### Extract to read
>> START

STM32CubeF4/Drivers/BSP/STM32F413H-Discovery/stm32f413h_discovery_psram.c

/**
  ******************************************************************************
  * @file    stm32f413h_discovery_psram.c
  * @author  MCD Application Team
  * @brief   This file includes the PSRAM driver for the IS61WV51216BLL-10MLI memory 
  *          device mounted on STM32F413H-DISCOVERY boards.
  *
  ******************************************************************************
  * @attention
  *
  * Copyright (c) 2017 STMicroelectronics.
  * All rights reserved.
  *
  * This software is licensed under terms that can be found in the LICENSE file
  * in the root directory of this software component.
  * If no LICENSE file comes with this software, it is provided AS-IS.
  *
  ******************************************************************************
  @verbatim
  How To use this driver:
  -----------------------
   - This driver is used to drive the IS61WV51216BLL-10M PSRAM external memory mounted
     on STM32F413H-DisCovERYevaluation board.
   - This driver does not need a specific component driver for the PSRAM device
     to be included with.

  Driver description:
  ------------------
  + Initialization steps:
     o Initialize the PSRAM external memory using the BSP_PSRAM_Init() function. This 
       function includes the MSP layer hardware resources initialization and the
       FSMC controller configuration to interface with the external PSRAM memory.
  
  + PSRAM read/write operations
     o PSRAM external memory can be accessed with read/write operations once it is
       initialized.
       Read/write operation can be performed with AHB access using the functions
       BSP_PSRAM_ReadData()/BSP_PSRAM_WriteData(), or by DMA transfer using the functions
       BSP_PSRAM_ReadData_DMA()/BSP_PSRAM_WriteData_DMA().
     o The AHB access is performed with 16-bit width transaction, the DMA transfer
       configuration is fixed at single (no burst) halfword transfer 
       (see the PSRAM_MspInit() static function).
     o User can implement his own functions for read/write access with his desired 
       configurations.
     o If interrupt mode is used for DMA transfer, the function BSP_PSRAM_DMA_IRQHandler()

>> END

### Dataset rows
>> START

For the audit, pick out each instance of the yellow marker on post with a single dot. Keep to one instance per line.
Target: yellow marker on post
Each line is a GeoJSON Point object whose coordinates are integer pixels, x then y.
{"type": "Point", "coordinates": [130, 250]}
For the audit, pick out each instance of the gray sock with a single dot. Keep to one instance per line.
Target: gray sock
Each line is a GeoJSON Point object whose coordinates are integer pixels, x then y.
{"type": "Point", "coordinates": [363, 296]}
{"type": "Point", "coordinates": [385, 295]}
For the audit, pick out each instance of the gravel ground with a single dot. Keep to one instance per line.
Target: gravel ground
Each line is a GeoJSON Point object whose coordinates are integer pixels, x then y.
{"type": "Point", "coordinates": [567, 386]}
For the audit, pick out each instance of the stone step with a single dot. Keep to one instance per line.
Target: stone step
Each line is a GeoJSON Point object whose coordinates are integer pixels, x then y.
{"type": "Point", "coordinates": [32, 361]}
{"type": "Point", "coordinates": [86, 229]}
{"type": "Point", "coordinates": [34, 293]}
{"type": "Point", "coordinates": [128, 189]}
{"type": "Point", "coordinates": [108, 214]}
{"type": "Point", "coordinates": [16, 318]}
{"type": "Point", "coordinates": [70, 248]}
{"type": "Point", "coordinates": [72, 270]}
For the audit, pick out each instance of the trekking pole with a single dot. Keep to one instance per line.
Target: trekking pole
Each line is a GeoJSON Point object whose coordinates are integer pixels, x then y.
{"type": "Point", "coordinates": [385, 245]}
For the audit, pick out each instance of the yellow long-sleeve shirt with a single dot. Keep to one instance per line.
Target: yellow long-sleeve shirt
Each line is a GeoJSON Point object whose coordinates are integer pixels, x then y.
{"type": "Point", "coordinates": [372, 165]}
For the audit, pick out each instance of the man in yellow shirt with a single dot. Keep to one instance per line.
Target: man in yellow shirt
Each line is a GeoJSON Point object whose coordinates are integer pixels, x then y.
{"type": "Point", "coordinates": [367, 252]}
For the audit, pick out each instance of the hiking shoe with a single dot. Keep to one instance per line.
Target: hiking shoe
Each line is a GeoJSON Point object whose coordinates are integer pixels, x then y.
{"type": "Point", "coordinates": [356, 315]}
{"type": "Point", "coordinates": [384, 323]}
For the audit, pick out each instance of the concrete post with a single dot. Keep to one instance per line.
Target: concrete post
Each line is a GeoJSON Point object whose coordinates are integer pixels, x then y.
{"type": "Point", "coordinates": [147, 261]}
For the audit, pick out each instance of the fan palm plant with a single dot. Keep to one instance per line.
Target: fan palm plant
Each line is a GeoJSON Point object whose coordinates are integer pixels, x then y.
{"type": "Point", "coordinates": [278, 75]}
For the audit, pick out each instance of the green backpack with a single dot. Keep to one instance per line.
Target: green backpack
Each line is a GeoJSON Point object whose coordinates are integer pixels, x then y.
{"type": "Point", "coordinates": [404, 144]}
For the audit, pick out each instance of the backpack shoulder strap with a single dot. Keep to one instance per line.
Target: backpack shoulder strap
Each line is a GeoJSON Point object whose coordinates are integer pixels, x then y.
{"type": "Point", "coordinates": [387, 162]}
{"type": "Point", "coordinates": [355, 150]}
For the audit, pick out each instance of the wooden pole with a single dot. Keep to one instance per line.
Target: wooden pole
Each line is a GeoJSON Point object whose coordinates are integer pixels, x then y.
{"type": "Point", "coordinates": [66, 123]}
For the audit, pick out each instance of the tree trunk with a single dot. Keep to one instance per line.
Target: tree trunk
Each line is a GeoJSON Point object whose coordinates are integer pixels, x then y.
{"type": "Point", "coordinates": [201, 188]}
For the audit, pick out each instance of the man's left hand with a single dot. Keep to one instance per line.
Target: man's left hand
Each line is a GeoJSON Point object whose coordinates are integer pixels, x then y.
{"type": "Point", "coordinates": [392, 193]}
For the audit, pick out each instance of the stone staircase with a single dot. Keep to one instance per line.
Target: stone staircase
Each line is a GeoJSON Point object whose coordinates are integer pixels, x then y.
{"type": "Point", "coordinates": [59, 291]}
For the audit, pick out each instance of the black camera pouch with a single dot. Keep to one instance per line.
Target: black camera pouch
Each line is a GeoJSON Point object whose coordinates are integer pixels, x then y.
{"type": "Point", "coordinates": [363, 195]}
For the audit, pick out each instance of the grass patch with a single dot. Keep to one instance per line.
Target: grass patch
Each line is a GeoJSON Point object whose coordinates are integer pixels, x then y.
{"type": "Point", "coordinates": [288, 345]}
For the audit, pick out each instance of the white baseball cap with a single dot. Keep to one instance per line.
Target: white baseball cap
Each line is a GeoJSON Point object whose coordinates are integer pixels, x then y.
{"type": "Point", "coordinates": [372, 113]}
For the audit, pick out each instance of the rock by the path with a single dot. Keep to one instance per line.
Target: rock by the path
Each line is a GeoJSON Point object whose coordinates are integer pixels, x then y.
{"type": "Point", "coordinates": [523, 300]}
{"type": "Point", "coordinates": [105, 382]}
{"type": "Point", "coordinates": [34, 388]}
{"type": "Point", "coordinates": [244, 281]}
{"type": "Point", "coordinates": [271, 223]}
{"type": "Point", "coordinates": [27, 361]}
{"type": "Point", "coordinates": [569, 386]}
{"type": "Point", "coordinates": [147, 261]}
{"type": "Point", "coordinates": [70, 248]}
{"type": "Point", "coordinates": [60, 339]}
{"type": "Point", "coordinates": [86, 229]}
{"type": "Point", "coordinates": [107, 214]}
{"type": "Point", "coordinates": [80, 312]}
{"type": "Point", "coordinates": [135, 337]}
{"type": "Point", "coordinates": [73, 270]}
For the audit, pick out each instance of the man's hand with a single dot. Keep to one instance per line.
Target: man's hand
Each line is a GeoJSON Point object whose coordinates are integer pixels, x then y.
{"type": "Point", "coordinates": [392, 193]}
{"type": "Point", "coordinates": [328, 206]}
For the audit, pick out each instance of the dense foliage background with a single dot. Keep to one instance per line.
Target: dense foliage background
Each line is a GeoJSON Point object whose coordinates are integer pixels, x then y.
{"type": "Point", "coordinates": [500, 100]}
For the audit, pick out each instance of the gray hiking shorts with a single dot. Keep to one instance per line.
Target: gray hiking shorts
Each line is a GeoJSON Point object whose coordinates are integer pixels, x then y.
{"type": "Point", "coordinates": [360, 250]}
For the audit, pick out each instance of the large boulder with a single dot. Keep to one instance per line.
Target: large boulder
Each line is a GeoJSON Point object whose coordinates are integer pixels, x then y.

>> END

### Stated goal A
Translate this sentence from the driver file into Spanish: "PSRAM external memory can be accessed with read/write operations once it is initialized."
### Stated goal B
Print the portion of the driver file starting at "Read/write operation can" and ending at "PSRAM_MspInit() static function).".

### Correct answer A
Se puede acceder a la memoria externa PSRAM mediante operaciones de lectura/escritura una vez que se ha inicializado.

### Correct answer B
Read/write operation can be performed with AHB access using the functions
       BSP_PSRAM_ReadData()/BSP_PSRAM_WriteData(), or by DMA transfer using the functions
       BSP_PSRAM_ReadData_DMA()/BSP_PSRAM_WriteData_DMA().
     o The AHB access is performed with 16-bit width transaction, the DMA transfer
       configuration is fixed at single (no burst) halfword transfer 
       (see the PSRAM_MspInit() static function).